◆ **INSTRUCTIONS TO FOLLOW**
Return every line of the listing below without any change.

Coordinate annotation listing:

=-=-=-=-=

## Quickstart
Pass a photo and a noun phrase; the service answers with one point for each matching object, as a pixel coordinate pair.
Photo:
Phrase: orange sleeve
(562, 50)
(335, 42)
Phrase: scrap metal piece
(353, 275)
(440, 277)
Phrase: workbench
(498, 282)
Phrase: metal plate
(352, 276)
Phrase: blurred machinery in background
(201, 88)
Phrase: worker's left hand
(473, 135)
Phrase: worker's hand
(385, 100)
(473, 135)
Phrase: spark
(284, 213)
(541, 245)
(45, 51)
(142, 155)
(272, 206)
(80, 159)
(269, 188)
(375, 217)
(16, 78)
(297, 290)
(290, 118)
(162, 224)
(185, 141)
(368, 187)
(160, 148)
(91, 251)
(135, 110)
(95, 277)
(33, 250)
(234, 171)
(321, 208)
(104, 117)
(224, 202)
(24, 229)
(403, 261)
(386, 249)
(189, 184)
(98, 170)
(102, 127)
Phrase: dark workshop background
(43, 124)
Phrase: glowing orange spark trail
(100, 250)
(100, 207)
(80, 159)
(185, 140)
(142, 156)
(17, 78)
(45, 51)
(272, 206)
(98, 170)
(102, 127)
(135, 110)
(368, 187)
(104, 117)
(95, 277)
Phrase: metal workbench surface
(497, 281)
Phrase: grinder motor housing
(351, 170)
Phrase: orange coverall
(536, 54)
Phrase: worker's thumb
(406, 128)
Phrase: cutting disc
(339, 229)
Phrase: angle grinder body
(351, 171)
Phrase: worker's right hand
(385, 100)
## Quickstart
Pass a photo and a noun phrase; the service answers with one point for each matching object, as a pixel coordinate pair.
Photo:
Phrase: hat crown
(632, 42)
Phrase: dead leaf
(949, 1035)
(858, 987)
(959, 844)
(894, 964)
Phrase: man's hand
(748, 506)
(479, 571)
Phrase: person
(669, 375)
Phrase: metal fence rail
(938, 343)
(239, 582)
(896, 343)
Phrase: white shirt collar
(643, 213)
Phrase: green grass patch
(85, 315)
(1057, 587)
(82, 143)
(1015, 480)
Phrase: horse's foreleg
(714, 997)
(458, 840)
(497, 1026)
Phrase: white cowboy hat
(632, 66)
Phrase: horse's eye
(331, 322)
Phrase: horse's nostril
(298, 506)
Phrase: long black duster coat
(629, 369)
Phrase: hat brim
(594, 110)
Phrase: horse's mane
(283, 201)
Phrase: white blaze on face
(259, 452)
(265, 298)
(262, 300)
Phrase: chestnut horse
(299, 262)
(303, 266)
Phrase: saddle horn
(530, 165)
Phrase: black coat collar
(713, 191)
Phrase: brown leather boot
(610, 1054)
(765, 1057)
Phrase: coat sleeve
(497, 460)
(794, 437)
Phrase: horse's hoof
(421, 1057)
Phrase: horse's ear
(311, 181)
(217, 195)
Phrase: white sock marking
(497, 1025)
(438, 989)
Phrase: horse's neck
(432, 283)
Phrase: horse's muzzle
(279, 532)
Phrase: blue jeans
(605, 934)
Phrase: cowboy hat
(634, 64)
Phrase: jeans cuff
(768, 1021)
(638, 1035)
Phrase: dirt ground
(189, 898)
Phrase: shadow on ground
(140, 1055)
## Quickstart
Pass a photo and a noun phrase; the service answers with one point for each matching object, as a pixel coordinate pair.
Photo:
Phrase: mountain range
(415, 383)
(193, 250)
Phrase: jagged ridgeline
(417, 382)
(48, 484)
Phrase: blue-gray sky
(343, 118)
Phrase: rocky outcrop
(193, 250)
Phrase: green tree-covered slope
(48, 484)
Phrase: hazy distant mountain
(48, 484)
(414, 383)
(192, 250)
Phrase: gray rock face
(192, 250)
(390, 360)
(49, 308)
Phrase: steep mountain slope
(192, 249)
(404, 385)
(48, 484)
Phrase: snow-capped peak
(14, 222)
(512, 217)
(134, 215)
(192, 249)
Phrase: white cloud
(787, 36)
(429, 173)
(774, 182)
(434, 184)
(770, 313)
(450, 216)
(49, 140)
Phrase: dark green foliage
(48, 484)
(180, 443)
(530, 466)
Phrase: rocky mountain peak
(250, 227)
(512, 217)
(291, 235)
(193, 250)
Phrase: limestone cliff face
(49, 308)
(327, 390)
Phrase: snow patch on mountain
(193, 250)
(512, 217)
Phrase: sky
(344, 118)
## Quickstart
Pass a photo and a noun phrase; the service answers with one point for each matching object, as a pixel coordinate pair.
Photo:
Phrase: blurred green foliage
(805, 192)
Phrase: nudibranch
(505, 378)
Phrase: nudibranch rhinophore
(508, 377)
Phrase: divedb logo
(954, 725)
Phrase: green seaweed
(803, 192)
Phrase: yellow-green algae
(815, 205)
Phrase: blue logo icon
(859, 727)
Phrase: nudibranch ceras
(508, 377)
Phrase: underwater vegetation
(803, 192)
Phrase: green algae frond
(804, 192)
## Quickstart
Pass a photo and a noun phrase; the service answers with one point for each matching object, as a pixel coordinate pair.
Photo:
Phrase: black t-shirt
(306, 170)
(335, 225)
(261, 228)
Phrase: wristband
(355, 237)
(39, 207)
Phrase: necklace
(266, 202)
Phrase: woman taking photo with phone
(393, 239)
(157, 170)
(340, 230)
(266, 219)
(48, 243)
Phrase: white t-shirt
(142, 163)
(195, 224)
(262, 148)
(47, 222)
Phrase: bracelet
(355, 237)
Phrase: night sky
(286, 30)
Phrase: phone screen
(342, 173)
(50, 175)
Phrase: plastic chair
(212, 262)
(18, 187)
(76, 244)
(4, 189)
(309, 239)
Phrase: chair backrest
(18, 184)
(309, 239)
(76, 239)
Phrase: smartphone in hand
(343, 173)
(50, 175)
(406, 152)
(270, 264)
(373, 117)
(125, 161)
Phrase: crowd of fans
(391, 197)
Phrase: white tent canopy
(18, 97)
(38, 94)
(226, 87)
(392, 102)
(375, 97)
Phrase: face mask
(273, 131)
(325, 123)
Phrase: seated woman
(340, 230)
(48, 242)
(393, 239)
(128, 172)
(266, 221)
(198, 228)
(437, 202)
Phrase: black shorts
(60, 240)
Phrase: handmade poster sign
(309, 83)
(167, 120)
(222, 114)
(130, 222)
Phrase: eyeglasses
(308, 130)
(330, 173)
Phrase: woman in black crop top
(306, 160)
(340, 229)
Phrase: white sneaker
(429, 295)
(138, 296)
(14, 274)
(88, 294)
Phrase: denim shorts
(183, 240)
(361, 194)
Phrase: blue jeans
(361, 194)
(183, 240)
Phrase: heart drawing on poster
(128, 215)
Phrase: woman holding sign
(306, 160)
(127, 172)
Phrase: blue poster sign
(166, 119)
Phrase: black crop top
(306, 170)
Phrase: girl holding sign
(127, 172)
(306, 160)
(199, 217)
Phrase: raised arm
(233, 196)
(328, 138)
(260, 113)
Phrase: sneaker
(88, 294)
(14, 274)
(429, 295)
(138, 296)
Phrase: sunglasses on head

=-=-=-=-=

◆ **ANSWER FOR THIS EXERCISE**
## Quickstart
Pass a photo and a noun phrase; the service answers with one point for each matching object, as a pixel coordinate pair.
Photo:
Phrase: orange sleeve
(562, 50)
(335, 42)
Phrase: scrap metal piece
(353, 275)
(440, 277)
Phrase: workbench
(498, 282)
Phrase: metal plate
(352, 276)
Phrase: blurred machinery in background
(201, 88)
Phrase: worker's left hand
(473, 135)
Phrase: worker's hand
(385, 100)
(473, 135)
Phrase: spark
(284, 213)
(541, 245)
(45, 51)
(142, 155)
(272, 206)
(80, 159)
(269, 188)
(375, 217)
(16, 78)
(297, 290)
(290, 118)
(162, 224)
(185, 141)
(368, 187)
(160, 148)
(91, 251)
(135, 110)
(95, 277)
(33, 250)
(234, 171)
(321, 208)
(104, 117)
(224, 202)
(24, 229)
(403, 261)
(386, 249)
(189, 184)
(98, 170)
(102, 127)
Phrase: dark workshop background
(43, 124)
Phrase: glowing orange spark trail
(100, 250)
(100, 207)
(80, 159)
(185, 140)
(142, 156)
(17, 78)
(45, 51)
(272, 206)
(98, 170)
(102, 127)
(135, 110)
(368, 187)
(104, 117)
(95, 277)
Phrase: metal workbench surface
(497, 281)
Phrase: grinder motor housing
(351, 170)
Phrase: orange coverall
(536, 54)
Phrase: worker's thumb
(406, 128)
Phrase: cutting disc
(339, 229)
Phrase: angle grinder body
(351, 171)
Phrase: worker's right hand
(385, 100)
## Quickstart
Pass a photo and a noun phrase; the service answers with one point for each matching object, as a pixel coordinate pair.
Photo:
Phrase: hat crown
(632, 42)
Phrase: dead leaf
(949, 1035)
(858, 987)
(959, 844)
(894, 964)
Phrase: man's hand
(748, 506)
(479, 571)
Phrase: person
(669, 375)
Phrase: metal fence rail
(938, 343)
(239, 582)
(896, 343)
Phrase: white shirt collar
(643, 213)
Phrase: green grass patch
(85, 315)
(1057, 587)
(82, 143)
(1015, 480)
Phrase: horse's foreleg
(714, 997)
(458, 840)
(497, 1026)
Phrase: white cowboy hat
(632, 66)
Phrase: horse's eye
(331, 322)
Phrase: horse's nostril
(298, 506)
Phrase: long black duster coat
(629, 369)
Phrase: hat brim
(594, 110)
Phrase: horse's mane
(283, 201)
Phrase: white blaze on face
(259, 452)
(265, 298)
(262, 300)
Phrase: chestnut horse
(299, 262)
(303, 266)
Phrase: saddle horn
(530, 165)
Phrase: black coat collar
(713, 191)
Phrase: brown leather boot
(610, 1054)
(765, 1057)
Phrase: coat sleeve
(497, 460)
(794, 437)
Phrase: horse's hoof
(421, 1057)
Phrase: horse's ear
(311, 181)
(217, 195)
Phrase: white sock marking
(497, 1025)
(438, 989)
Phrase: horse's neck
(432, 283)
Phrase: horse's muzzle
(279, 532)
Phrase: blue jeans
(605, 934)
Phrase: cowboy hat
(634, 64)
Phrase: jeans cuff
(768, 1021)
(638, 1035)
Phrase: dirt ground
(189, 898)
Phrase: shadow on ground
(140, 1055)
## Quickstart
Pass a photo and a noun phrase; the service answers with one point for each matching object, as a pixel coordinate pair.
Photo:
Phrase: mountain range
(415, 383)
(193, 250)
Phrase: jagged ridgeline
(417, 382)
(48, 484)
Phrase: blue-gray sky
(343, 118)
Phrase: rocky outcrop
(193, 250)
Phrase: green tree-covered slope
(48, 484)
Phrase: hazy distant mountain
(48, 484)
(414, 383)
(192, 250)
Phrase: gray rock face
(192, 250)
(390, 360)
(49, 308)
Phrase: steep mountain slope
(192, 249)
(404, 385)
(48, 484)
Phrase: snow-capped peak
(14, 222)
(512, 217)
(134, 215)
(192, 249)
Phrase: white cloud
(787, 36)
(429, 173)
(774, 182)
(434, 184)
(770, 313)
(450, 216)
(49, 140)
Phrase: dark green foliage
(48, 484)
(180, 443)
(530, 466)
Phrase: rocky mountain peak
(250, 227)
(512, 217)
(291, 235)
(193, 250)
Phrase: limestone cliff face
(49, 308)
(327, 390)
Phrase: snow patch on mountain
(193, 250)
(512, 217)
Phrase: sky
(344, 118)
## Quickstart
Pass a photo and a noun phrase; the service answers with one point for each matching object, as a pixel coordinate pair.
Photo:
Phrase: blurred green foliage
(805, 192)
Phrase: nudibranch
(505, 378)
Phrase: nudibranch rhinophore
(508, 377)
Phrase: divedb logo
(954, 725)
Phrase: green seaweed
(803, 192)
Phrase: yellow-green algae
(815, 205)
Phrase: blue logo icon
(859, 727)
Phrase: nudibranch ceras
(508, 377)
Phrase: underwater vegetation
(803, 192)
Phrase: green algae frond
(804, 192)
## Quickstart
Pass a photo and a noun phrase; the service answers with one point for each matching object, as a pixel coordinate pair.
Photo:
Phrase: black t-shirt
(306, 170)
(335, 225)
(261, 228)
Phrase: wristband
(355, 237)
(39, 207)
Phrase: necklace
(266, 202)
Phrase: woman taking photo with phone
(393, 239)
(157, 170)
(340, 230)
(266, 219)
(48, 243)
Phrase: white t-shirt
(142, 163)
(195, 224)
(262, 148)
(47, 222)
Phrase: bracelet
(355, 237)
Phrase: night sky
(286, 30)
Phrase: phone screen
(342, 173)
(50, 175)
Phrase: plastic chair
(212, 262)
(18, 187)
(76, 244)
(4, 189)
(309, 239)
Phrase: chair backrest
(18, 184)
(309, 239)
(76, 239)
Phrase: smartphone in hand
(343, 173)
(50, 175)
(406, 152)
(270, 264)
(373, 117)
(125, 161)
Phrase: crowd of fans
(391, 197)
Phrase: white tent canopy
(18, 97)
(38, 94)
(226, 87)
(392, 102)
(375, 97)
Phrase: face mask
(273, 131)
(325, 123)
Phrase: seated woman
(340, 230)
(48, 242)
(393, 239)
(128, 172)
(266, 221)
(198, 228)
(437, 202)
Phrase: black shorts
(60, 240)
Phrase: handmade poster sign
(309, 83)
(167, 120)
(222, 114)
(130, 222)
Phrase: eyeglasses
(308, 130)
(330, 173)
Phrase: woman in black crop top
(306, 160)
(340, 229)
Phrase: white sneaker
(429, 295)
(138, 296)
(14, 274)
(88, 294)
Phrase: denim shorts
(183, 240)
(361, 194)
Phrase: blue jeans
(361, 194)
(183, 240)
Phrase: heart drawing on poster
(128, 215)
Phrase: woman holding sign
(306, 160)
(127, 172)
Phrase: blue poster sign
(166, 119)
Phrase: black crop top
(306, 170)
Phrase: girl holding sign
(127, 172)
(306, 160)
(199, 217)
Phrase: raised arm
(233, 196)
(328, 138)
(260, 113)
Phrase: sneaker
(88, 294)
(14, 274)
(429, 295)
(138, 296)
Phrase: sunglasses on head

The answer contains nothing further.